:: GIVEN TEXT ::
════
In 1732, the Crown established a new trading company, the Second Icelandic Company (Danish: Det Andet Islandske kompagni), with its royal charter coming into effect in 1733. The shareholders of the company were exclusively Danish and were primarily smaller merchants with connections to trade in Iceland. The Second Icelandic Company was liquidated by 1743 and in its place the Third Icelandic Company (Det Tredje Islandske Kompagni) was established in connection with the Chandlers Guild. The Crown aimed to again increase its profits off of trade with Iceland, doubling the rent it charged merchants for trade rights. The guild paid the Crown for exclusive rights to trade in Iceland between 1745 and 1770. Following a series of natural disasters and famines in Iceland, the company began to fail and began to be liquidated in 1759.

=== The monopoly's decline ===
In the late 18th century, the Crown made several efforts to improve economic circumstances in Iceland. A Royal Commission (Icelandic: Landsnefndin fyrri) was sent to assess the economic climate of Iceland in 1770 and return with suggestions. After a new regime, which favored classical liberal policies, came in to power it appointed a second Royal Commission in 1785. The second commission concluded that the existing monopoly hurt Icelanders and that trade needed to be opened up in order to improve Iceland's economy. By 1787, the restrictions of the monopoly were reduced and all independent Danish and Norwegian merchants were allowed to trade within Iceland. However, Faroe Islanders and Greenlanders were prevented from establishing independent trade routes. The strict ban on trade with merchants outside of the Kingdom of Denmark-Norway also remained in force.

== Impact ==
The Icelandic public was reliant on foreign imports for household goods, fishing equipment, and food. Under the trading monopoly, Icelanders became reliant on a small number of merchants who could not supply their needs, and the period was marked by scarcity. Smugglers and foreign merchants, who were typically from the Netherlands, are recorded to have violated the Danish monopoly and supplemented the limited supply. The monopoly stagnated economic potential in Iceland, causing demographic crises and maintaining inequality. It also prevented external investment, even from Danish merchants, meaning that all profit derived from trade with Iceland was funnelled back to Denmark.

Although the monopoly officially ended in 1787, demands for free trade with countries outside of the Kingdom of Denmark were not met until 1855. This part of the 19th century also saw increasing ideas of national identity in Iceland, and the former trade monopoly was increasingly viewed as proof of the crown's colonial oppression.
════
[Stored data entries]
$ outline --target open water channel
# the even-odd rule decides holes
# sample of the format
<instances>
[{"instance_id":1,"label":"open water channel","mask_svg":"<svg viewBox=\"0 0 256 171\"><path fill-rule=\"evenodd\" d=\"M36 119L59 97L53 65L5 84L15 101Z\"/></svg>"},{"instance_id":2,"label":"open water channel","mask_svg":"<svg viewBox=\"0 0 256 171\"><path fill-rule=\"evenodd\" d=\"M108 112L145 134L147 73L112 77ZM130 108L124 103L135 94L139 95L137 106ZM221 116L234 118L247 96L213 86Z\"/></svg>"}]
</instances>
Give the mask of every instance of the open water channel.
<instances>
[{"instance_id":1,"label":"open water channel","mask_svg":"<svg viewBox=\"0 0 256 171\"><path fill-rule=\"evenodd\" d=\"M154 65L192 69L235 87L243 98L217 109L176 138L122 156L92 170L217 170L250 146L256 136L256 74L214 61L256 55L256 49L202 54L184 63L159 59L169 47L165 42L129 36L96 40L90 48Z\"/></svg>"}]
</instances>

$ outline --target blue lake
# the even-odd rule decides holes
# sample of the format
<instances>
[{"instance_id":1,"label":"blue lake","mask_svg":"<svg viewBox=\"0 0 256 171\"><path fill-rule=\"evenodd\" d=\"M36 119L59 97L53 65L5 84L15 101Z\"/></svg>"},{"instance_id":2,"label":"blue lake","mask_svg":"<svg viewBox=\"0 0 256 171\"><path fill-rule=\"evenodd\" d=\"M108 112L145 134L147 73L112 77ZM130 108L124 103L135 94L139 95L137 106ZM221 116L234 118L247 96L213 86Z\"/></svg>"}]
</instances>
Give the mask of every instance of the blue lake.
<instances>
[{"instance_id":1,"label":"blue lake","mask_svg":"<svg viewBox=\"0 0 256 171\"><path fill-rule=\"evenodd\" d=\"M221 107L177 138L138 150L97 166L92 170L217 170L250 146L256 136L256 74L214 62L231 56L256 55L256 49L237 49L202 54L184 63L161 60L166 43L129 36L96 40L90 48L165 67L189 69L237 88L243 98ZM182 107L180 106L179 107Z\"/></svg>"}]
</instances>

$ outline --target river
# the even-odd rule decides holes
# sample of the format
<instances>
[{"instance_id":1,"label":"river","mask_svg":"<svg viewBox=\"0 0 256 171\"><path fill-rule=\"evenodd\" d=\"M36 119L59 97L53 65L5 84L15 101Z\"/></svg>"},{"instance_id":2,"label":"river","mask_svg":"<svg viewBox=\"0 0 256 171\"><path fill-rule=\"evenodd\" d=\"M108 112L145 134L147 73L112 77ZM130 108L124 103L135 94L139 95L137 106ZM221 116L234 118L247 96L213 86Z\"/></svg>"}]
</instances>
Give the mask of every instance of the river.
════
:: TO DO ::
a) According to the text on the Icelandic trade monopoly, in what year was the second Royal Commission appointed?
b) Reproduce the text on the Icelandic trade monopoly word for word, starting at "In 1732, the" up to and including "liquidated in 1759.".

:: RESPONSES BY TASK ::
a) 1785

b)
In 1732, the Crown established a new trading company, the Second Icelandic Company (Danish: Det Andet Islandske kompagni), with its royal charter coming into effect in 1733. The shareholders of the company were exclusively Danish and were primarily smaller merchants with connections to trade in Iceland. The Second Icelandic Company was liquidated by 1743 and in its place the Third Icelandic Company (Det Tredje Islandske Kompagni) was established in connection with the Chandlers Guild. The Crown aimed to again increase its profits off of trade with Iceland, doubling the rent it charged merchants for trade rights. The guild paid the Crown for exclusive rights to trade in Iceland between 1745 and 1770. Following a series of natural disasters and famines in Iceland, the company began to fail and began to be liquidated in 1759.